___ Given text
Mirror-enhanced acceleration-induced geometric phase

TL;DR

This paper proposes an experimental method to detect the Unruh effect using mirror-enhanced geometric phases of accelerated atoms, significantly reducing the required acceleration for observation.

Contribution

It introduces a novel approach leveraging mirrors to amplify the geometric phase, enabling feasible experimental detection of the Unruh effect at lower accelerations.

Findings

Mirror presence significantly enhances the geometric phase.

Lower accelerations are sufficient for experimental detection.

Proposed interferometric setup can measure phase differences.
______
Required action A: Please reproduce the paper summary word for word, starting with "Mirror-enhanced acceleration-induced geometric" and going on through "the geometric phase.".
Required action B: According to the paper summary, what effect does the presence of a mirror have on the geometric phase?
Required action C: Pick up the paper summary after its last line and keep writing it.
___ Excerpted data
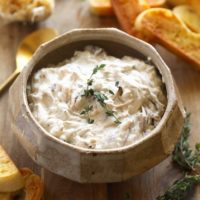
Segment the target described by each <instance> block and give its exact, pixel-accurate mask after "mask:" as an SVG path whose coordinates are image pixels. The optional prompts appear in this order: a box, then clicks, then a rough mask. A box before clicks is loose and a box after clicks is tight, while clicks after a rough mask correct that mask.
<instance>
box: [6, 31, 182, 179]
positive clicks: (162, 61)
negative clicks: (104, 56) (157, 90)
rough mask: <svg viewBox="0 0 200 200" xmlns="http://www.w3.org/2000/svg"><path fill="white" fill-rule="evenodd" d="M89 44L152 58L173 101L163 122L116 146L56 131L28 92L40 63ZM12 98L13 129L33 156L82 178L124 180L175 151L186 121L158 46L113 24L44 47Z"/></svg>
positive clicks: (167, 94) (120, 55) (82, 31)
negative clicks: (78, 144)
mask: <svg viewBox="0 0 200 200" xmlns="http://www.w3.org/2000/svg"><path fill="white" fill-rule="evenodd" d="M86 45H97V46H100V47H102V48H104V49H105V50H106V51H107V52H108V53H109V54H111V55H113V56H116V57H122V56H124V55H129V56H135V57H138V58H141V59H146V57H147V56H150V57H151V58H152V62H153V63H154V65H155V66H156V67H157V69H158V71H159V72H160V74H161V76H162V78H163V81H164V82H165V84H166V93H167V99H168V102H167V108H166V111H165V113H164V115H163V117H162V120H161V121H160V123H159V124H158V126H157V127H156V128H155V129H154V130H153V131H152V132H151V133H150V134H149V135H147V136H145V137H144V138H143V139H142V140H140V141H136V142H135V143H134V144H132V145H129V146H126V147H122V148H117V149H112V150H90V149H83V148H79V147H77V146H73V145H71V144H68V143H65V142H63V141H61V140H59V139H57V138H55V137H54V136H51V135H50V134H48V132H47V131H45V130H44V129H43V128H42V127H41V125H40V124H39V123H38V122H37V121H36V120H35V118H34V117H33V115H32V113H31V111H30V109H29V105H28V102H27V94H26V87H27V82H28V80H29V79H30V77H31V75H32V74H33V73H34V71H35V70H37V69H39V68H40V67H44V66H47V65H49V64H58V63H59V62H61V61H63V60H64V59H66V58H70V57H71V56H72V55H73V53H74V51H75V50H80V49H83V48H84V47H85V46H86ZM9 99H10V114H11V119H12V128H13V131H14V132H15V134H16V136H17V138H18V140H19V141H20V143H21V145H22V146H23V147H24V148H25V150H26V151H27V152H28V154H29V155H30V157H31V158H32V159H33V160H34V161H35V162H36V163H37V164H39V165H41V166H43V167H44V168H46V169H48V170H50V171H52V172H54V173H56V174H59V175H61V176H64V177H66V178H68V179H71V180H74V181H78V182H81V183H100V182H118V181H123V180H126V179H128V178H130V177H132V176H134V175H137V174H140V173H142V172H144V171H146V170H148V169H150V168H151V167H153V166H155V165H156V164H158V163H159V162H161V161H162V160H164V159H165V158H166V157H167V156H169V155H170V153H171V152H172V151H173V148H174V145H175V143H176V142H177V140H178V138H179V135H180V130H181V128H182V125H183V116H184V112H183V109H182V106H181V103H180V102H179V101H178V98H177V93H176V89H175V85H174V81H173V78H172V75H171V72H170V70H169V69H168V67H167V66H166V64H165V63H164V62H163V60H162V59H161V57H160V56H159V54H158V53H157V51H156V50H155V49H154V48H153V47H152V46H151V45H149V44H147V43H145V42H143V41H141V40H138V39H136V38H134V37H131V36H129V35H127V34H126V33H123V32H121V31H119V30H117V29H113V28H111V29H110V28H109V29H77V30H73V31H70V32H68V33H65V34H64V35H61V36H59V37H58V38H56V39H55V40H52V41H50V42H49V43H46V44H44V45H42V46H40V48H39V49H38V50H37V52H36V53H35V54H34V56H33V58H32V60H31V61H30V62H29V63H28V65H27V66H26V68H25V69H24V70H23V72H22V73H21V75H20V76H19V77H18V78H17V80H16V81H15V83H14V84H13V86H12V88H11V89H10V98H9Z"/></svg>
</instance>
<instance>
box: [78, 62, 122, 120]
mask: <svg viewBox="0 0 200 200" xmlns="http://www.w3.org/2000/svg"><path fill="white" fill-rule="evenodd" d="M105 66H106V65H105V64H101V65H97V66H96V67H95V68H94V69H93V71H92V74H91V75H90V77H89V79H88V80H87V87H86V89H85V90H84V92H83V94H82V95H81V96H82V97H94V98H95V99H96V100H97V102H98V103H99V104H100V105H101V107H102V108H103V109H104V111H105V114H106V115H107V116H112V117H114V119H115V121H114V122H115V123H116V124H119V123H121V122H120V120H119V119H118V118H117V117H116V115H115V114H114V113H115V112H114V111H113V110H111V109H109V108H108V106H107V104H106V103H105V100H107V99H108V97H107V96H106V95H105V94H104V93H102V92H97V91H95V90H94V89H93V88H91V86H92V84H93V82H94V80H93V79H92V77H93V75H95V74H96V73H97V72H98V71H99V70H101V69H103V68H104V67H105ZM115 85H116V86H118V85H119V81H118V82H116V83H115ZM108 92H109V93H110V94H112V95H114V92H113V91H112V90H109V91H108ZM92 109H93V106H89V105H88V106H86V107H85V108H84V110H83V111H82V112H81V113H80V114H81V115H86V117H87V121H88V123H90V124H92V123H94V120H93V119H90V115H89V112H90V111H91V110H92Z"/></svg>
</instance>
______
Written response A:
Mirror-enhanced acceleration-induced geometric phase

TL;DR

This paper proposes an experimental method to detect the Unruh effect using mirror-enhanced geometric phases of accelerated atoms, significantly reducing the required acceleration for observation.

Contribution

It introduces a novel approach leveraging mirrors to amplify the geometric phase, enabling feasible experimental detection of the Unruh effect at lower accelerations.

Findings

Mirror presence significantly enhances the geometric phase.

Written response B: It significantly enhances the geometric phase.

Written response C:
Abstract

Fulling-Davies-Unruh effect contains great amount of theoretical importance in various branches of physics. Requirement of very high acceleration hinders its experimental evidence. We put forward an idea to experimentally probe this effect by utilizing the Pancharatnam-Berry phase of an accelerated atom in presence of mirrors. We show that for much lower accelerations, the phase gets significantly enhanced in the presence of mirrors. We propose a schematic design of an interferometric set-up to experimentally capture this effect by utilizing the phase difference between an accelerated and an inertial atoms. For the choice of hydrogen atoms and suitable separation between atoms and mirrors, the required acceleration can be very low.